**TASK INSTRUCTIONS**: Return the data below in full, matching every line exactly.

[Natural language region descriptions]
....

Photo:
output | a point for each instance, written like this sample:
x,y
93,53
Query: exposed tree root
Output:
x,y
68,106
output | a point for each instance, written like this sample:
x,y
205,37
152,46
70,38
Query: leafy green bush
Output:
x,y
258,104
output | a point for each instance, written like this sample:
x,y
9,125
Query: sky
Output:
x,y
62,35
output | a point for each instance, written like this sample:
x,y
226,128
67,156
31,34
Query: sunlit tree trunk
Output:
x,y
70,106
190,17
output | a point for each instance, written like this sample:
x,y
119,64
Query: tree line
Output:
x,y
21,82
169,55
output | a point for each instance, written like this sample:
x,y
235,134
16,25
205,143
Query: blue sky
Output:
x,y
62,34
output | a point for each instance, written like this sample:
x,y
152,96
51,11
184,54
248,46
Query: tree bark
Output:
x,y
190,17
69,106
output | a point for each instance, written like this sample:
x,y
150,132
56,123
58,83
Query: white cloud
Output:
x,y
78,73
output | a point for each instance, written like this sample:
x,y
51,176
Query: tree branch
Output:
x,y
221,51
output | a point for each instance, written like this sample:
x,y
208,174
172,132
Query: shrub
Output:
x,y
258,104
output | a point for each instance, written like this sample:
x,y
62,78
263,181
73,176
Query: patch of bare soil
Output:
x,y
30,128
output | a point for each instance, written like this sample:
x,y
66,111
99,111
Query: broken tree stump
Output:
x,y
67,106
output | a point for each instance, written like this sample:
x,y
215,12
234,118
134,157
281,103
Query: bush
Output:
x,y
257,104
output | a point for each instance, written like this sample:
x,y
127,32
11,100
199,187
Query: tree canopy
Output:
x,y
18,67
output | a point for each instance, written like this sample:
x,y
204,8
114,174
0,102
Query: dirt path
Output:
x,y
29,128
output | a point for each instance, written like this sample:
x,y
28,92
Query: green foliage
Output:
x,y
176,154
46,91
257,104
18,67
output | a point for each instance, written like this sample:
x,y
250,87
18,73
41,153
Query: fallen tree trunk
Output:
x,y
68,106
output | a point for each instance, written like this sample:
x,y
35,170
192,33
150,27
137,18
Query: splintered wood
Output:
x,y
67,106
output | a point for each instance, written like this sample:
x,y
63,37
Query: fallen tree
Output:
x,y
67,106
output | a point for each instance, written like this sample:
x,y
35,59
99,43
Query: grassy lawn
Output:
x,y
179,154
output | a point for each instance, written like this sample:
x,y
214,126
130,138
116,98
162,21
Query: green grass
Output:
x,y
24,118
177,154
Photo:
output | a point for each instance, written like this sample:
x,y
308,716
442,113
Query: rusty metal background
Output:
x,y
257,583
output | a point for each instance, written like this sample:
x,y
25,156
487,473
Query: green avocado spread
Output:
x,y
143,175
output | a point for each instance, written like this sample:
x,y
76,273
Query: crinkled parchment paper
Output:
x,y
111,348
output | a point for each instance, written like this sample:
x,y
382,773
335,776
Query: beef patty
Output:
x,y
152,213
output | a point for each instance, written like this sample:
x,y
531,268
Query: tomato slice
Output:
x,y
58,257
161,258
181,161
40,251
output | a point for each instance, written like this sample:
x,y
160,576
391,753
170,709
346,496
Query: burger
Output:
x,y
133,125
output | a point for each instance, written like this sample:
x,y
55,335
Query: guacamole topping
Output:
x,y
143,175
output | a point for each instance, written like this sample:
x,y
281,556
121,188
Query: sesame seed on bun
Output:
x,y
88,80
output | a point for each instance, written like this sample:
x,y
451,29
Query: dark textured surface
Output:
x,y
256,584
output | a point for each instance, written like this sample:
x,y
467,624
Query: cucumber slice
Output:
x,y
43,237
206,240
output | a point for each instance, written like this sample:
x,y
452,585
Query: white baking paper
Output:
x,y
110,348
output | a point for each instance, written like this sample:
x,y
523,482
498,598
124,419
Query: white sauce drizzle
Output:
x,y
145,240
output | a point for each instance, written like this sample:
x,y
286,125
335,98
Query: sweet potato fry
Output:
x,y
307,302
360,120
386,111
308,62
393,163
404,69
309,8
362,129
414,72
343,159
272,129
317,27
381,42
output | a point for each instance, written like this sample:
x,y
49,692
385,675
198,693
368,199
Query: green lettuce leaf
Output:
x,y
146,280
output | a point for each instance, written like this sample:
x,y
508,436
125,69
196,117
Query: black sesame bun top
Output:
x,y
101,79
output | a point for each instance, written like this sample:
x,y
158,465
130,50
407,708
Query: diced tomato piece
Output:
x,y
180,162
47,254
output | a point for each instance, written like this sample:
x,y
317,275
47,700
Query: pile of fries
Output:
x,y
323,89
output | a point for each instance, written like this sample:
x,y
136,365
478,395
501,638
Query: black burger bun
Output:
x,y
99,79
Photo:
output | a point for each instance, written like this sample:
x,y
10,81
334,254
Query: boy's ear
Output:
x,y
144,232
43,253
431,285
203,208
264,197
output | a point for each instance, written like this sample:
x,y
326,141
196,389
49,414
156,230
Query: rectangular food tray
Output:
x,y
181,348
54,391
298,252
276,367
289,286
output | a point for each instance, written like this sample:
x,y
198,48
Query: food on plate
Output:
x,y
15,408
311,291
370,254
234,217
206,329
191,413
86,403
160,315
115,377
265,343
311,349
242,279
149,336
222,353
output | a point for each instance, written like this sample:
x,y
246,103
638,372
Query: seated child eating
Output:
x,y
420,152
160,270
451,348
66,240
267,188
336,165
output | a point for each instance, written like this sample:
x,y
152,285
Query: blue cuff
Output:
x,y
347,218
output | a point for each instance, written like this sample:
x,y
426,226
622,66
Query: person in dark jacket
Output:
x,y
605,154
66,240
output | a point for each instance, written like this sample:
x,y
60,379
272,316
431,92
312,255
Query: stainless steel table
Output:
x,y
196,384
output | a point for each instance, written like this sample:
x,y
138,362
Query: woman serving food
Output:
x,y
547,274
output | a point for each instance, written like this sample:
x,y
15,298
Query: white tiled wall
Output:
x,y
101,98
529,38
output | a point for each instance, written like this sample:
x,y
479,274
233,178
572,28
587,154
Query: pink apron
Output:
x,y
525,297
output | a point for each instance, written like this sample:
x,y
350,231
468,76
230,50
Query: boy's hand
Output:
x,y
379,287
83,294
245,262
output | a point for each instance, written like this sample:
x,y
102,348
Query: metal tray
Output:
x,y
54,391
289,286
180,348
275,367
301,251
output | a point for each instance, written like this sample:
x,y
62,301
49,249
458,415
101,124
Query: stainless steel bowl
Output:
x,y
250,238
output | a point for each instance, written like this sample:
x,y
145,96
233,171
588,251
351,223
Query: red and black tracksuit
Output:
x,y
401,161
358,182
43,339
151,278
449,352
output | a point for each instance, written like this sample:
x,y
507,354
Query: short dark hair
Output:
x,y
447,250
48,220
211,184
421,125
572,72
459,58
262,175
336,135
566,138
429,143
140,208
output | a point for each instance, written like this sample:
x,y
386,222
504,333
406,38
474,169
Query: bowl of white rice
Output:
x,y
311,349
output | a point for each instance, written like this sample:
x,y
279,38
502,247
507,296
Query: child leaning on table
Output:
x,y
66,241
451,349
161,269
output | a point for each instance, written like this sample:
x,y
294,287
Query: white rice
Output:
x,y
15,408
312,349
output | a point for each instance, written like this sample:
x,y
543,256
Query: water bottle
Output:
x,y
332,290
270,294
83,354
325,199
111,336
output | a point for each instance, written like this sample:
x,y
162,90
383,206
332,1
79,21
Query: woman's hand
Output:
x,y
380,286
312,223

....

**EXERCISE SOLUTION**:
Photo:
output | a point for each instance, written like this sample:
x,y
93,53
Query: exposed tree root
Output:
x,y
68,106
output | a point for each instance, written like this sample:
x,y
205,37
152,46
70,38
Query: leafy green bush
Output:
x,y
258,104
output | a point for each instance, written like this sample:
x,y
9,125
Query: sky
Output:
x,y
62,35
output | a point for each instance, written like this sample:
x,y
226,128
67,156
31,34
Query: sunlit tree trunk
Output:
x,y
70,106
190,17
output | a point for each instance, written like this sample:
x,y
119,64
Query: tree line
Output:
x,y
21,82
169,55
output | a point for each instance, written like this sample:
x,y
235,134
16,25
205,143
Query: blue sky
Output:
x,y
62,34
output | a point for each instance, written like this sample:
x,y
152,96
51,11
184,54
248,46
Query: tree bark
Output:
x,y
190,17
69,106
output | a point for each instance, written like this sample:
x,y
150,132
56,123
58,83
Query: white cloud
Output:
x,y
78,73
output | a point for each instance, written like this sample:
x,y
51,176
Query: tree branch
Output:
x,y
221,51
output | a point for each instance, written like this sample:
x,y
208,174
172,132
Query: shrub
Output:
x,y
258,104
output | a point for each instance, written like this sample:
x,y
62,78
263,181
73,176
Query: patch of bare soil
Output:
x,y
30,128
output | a point for each instance, written like this sample:
x,y
66,111
99,111
Query: broken tree stump
Output:
x,y
67,106
output | a point for each instance, written like this sample:
x,y
215,12
234,118
134,157
281,103
Query: bush
Output:
x,y
257,104
output | a point for each instance, written like this sample:
x,y
127,32
11,100
199,187
Query: tree canopy
Output:
x,y
18,67
output | a point for each instance, written like this sample:
x,y
204,8
114,174
0,102
Query: dirt path
Output:
x,y
29,128
output | a point for each instance, written like this sample:
x,y
28,92
Query: green foliage
Output:
x,y
176,154
46,91
257,104
18,67
output | a point for each instance, written like this sample:
x,y
250,87
18,73
41,153
Query: fallen tree trunk
Output:
x,y
68,106
output | a point for each instance, written like this sample:
x,y
35,170
192,33
150,27
137,18
Query: splintered wood
Output:
x,y
67,106
output | a point for each instance, written like this sample:
x,y
63,37
Query: fallen tree
Output:
x,y
67,106
output | a point for each instance, written like this sample:
x,y
35,59
99,43
Query: grassy lawn
Output:
x,y
179,154
output | a point for each instance, written like this sample:
x,y
214,126
130,138
116,98
162,21
Query: green grass
Output:
x,y
24,118
177,154
Photo:
output | a point for each instance, written like this sample:
x,y
308,716
442,113
Query: rusty metal background
Output:
x,y
257,583
output | a point for each instance, written like this sample:
x,y
25,156
487,473
Query: green avocado spread
Output:
x,y
143,175
output | a point for each instance, written like this sample:
x,y
76,273
Query: crinkled parchment paper
Output:
x,y
111,348
output | a point for each instance, written like this sample:
x,y
382,773
335,776
Query: beef patty
Output:
x,y
152,213
output | a point for each instance, written like this sample:
x,y
531,268
Query: tomato slice
Output:
x,y
58,257
161,258
181,161
40,251
output | a point for each instance, written like this sample:
x,y
160,576
391,753
170,709
346,496
Query: burger
Output:
x,y
133,125
output | a point for each instance, written like this sample:
x,y
55,335
Query: guacamole topping
Output:
x,y
143,175
output | a point for each instance, written like this sample:
x,y
281,556
121,188
Query: sesame seed on bun
Output:
x,y
88,80
output | a point for each instance, written like this sample:
x,y
451,29
Query: dark textured surface
Output:
x,y
256,584
output | a point for each instance, written like this sample:
x,y
467,624
Query: cucumber slice
Output:
x,y
43,237
206,240
output | a point for each instance, written like this sample:
x,y
452,585
Query: white baking paper
Output:
x,y
110,348
output | a point for each instance, written like this sample:
x,y
523,482
498,598
124,419
Query: white sauce drizzle
Output:
x,y
145,240
output | a point for each instance, written like this sample:
x,y
286,125
335,98
Query: sweet potato fry
Output:
x,y
307,302
360,120
386,111
308,62
393,163
404,69
309,8
362,129
414,72
343,159
272,129
317,27
381,42
output | a point for each instance, written like this sample:
x,y
49,692
385,675
198,693
368,199
Query: green lettuce leaf
Output:
x,y
146,280
output | a point for each instance, written like this sample:
x,y
508,436
125,69
196,117
Query: black sesame bun top
Output:
x,y
101,79
output | a point for each instance, written like this sample:
x,y
158,465
130,50
407,708
Query: diced tomato piece
Output:
x,y
180,162
47,254
output | a point for each instance, written like this sample:
x,y
317,275
47,700
Query: pile of fries
Output:
x,y
323,89
output | a point for each instance, written like this sample:
x,y
136,365
478,395
501,638
Query: black burger bun
Output:
x,y
99,79
Photo:
output | a point for each instance, written like this sample:
x,y
10,81
334,254
Query: boy's ear
Output:
x,y
144,232
43,253
431,285
203,208
264,197
output | a point for each instance, written like this sample:
x,y
326,141
196,389
49,414
156,230
Query: rectangular food tray
Output:
x,y
181,348
54,391
298,252
276,367
289,286
output | a point for each instance, written like this sample:
x,y
198,48
Query: food on plate
Output:
x,y
15,408
311,291
370,254
234,217
206,329
191,413
86,403
160,315
115,377
265,343
311,349
242,279
149,336
222,353
output | a point for each instance, written like this sample:
x,y
246,103
638,372
Query: seated child eating
Output:
x,y
420,152
160,270
451,348
66,240
267,188
336,165
output | a point for each instance, written like this sample:
x,y
152,285
Query: blue cuff
Output:
x,y
347,218
output | a point for each instance, written like this sample:
x,y
426,226
622,66
Query: person in dark jacket
Output:
x,y
605,154
66,240
output | a point for each instance, written like this sample:
x,y
60,379
272,316
431,92
312,255
Query: stainless steel table
Output:
x,y
196,384
output | a point for each instance, written like this sample:
x,y
138,362
Query: woman serving food
Output:
x,y
547,274
output | a point for each instance, written like this sample:
x,y
15,298
Query: white tiled wall
Output:
x,y
101,98
529,38
output | a point for each instance, written like this sample:
x,y
479,274
233,178
572,28
587,154
Query: pink apron
Output:
x,y
525,297
output | a point for each instance, written like this sample:
x,y
350,231
468,76
230,50
Query: boy's hand
Output:
x,y
379,287
83,294
245,262
output | a point for each instance, written like this sample:
x,y
102,348
Query: metal tray
Output:
x,y
54,391
289,286
180,348
275,367
301,251
output | a point for each instance, written like this sample:
x,y
62,301
49,249
458,415
101,124
Query: stainless steel bowl
Output:
x,y
250,238
output | a point for each instance, written like this sample:
x,y
145,96
233,171
588,251
351,223
Query: red and black tracksuit
Output:
x,y
401,161
358,182
43,339
151,278
449,352
output | a point for each instance, written like this sample:
x,y
507,354
Query: short dark hair
Output:
x,y
447,250
48,220
211,184
421,125
572,72
459,58
262,175
336,135
566,138
429,143
140,208
output | a point for each instance, written like this sample:
x,y
386,222
504,333
406,38
474,169
Query: bowl of white rice
Output:
x,y
311,349
output | a point for each instance, written like this sample:
x,y
279,38
502,247
507,296
Query: child leaning on table
Output:
x,y
66,241
451,349
161,269
output | a point for each instance, written like this sample:
x,y
294,287
Query: white rice
Output:
x,y
15,408
312,349
output | a point for each instance, written like this sample:
x,y
543,256
Query: water bottle
Output:
x,y
332,290
270,294
83,354
325,199
111,336
output | a point for each instance, written like this sample:
x,y
162,90
383,206
332,1
79,21
Query: woman's hand
Output:
x,y
380,286
312,223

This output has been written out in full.